**Exercise details:** Please return every line of the records below that contains the word "orange".

(Natural language region descriptions)
==============================

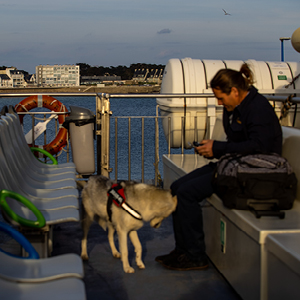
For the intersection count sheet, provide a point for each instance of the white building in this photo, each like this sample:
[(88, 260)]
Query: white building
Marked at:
[(16, 78), (58, 75)]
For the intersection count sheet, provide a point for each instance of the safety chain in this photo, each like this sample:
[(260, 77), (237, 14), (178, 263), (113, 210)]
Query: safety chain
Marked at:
[(293, 81), (286, 105)]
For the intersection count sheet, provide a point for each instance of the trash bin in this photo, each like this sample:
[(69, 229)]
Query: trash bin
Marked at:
[(81, 125)]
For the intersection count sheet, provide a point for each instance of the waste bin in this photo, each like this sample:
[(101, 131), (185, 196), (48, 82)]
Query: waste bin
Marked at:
[(81, 125)]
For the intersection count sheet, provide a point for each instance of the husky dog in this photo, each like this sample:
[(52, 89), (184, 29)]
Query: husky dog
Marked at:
[(146, 203)]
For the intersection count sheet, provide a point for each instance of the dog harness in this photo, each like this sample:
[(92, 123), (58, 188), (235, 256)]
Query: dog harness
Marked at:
[(116, 195)]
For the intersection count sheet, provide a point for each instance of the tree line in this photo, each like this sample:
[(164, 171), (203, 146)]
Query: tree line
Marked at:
[(126, 73)]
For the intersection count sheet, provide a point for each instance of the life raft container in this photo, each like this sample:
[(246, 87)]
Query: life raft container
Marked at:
[(53, 104)]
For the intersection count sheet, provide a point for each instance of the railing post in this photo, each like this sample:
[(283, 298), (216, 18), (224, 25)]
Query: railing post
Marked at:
[(156, 151), (116, 148), (143, 149), (129, 148), (103, 132)]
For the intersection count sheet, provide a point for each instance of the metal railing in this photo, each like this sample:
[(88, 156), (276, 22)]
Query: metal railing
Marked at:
[(103, 116)]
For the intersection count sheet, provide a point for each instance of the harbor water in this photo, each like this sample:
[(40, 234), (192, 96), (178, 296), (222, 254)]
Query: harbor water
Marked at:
[(121, 108)]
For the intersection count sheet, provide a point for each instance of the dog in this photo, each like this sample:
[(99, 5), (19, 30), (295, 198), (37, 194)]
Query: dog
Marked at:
[(147, 204)]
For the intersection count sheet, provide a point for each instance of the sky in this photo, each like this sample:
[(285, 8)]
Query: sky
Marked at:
[(123, 32)]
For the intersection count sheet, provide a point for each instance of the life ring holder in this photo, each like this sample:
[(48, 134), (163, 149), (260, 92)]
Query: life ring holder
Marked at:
[(53, 104), (21, 239), (38, 223)]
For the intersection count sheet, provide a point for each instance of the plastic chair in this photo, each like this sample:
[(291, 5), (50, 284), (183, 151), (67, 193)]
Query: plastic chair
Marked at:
[(62, 289), (13, 155), (31, 269), (44, 168), (24, 184)]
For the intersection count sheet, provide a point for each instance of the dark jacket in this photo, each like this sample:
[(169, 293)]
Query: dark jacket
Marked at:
[(254, 128)]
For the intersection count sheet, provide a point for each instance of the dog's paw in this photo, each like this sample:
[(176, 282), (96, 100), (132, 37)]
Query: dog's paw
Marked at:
[(84, 257), (129, 270), (116, 254), (141, 265)]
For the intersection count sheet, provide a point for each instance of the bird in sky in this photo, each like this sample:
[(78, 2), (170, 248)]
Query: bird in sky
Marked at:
[(226, 13)]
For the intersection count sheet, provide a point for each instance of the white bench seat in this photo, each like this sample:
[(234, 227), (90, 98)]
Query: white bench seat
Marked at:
[(236, 239)]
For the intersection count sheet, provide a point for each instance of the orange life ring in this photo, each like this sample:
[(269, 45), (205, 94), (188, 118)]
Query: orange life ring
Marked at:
[(54, 105)]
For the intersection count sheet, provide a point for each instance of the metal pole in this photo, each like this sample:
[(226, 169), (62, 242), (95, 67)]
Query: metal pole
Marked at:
[(182, 134), (282, 39), (98, 133), (169, 135), (143, 149), (116, 148), (156, 151), (129, 148)]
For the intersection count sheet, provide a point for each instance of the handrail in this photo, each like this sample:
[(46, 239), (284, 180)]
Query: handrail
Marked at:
[(103, 115)]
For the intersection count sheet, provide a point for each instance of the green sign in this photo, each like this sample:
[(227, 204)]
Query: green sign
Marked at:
[(282, 77), (223, 236)]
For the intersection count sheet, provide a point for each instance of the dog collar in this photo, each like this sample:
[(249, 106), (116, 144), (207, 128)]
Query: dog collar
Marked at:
[(116, 195)]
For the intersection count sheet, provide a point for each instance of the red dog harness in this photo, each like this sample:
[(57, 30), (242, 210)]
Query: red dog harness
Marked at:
[(116, 195)]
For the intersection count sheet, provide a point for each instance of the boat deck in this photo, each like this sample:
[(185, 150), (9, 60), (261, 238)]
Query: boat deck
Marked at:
[(104, 276), (105, 279)]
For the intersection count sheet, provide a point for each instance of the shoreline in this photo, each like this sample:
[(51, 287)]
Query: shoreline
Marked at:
[(130, 89)]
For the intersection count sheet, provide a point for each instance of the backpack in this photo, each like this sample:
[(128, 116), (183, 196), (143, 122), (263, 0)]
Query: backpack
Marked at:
[(262, 183)]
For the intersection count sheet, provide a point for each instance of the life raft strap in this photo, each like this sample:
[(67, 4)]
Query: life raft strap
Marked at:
[(116, 195)]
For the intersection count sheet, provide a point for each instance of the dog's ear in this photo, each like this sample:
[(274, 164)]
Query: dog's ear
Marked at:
[(123, 184), (156, 222)]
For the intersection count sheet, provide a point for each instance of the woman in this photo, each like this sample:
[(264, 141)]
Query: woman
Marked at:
[(251, 126)]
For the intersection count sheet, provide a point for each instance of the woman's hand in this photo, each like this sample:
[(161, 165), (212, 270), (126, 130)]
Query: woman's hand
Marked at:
[(205, 149)]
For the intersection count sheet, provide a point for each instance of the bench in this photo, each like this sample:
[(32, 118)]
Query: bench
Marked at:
[(236, 239), (51, 188)]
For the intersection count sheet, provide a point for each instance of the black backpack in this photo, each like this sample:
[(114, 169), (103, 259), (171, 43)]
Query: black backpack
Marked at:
[(262, 183)]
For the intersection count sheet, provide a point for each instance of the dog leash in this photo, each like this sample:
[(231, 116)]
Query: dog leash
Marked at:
[(116, 195)]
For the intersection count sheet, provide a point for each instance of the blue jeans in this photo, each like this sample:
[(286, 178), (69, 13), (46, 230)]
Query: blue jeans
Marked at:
[(187, 218)]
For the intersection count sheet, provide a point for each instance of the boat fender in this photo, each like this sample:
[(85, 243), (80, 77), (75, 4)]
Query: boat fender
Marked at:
[(53, 104), (116, 195)]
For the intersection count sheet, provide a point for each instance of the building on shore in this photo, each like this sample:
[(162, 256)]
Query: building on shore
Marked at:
[(146, 75), (58, 75), (94, 80), (13, 78)]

==============================

**Response to this task:**
For the intersection count sheet, provide a point for each instance of the orange life ring in this photo, each like this sample:
Query: orange life ring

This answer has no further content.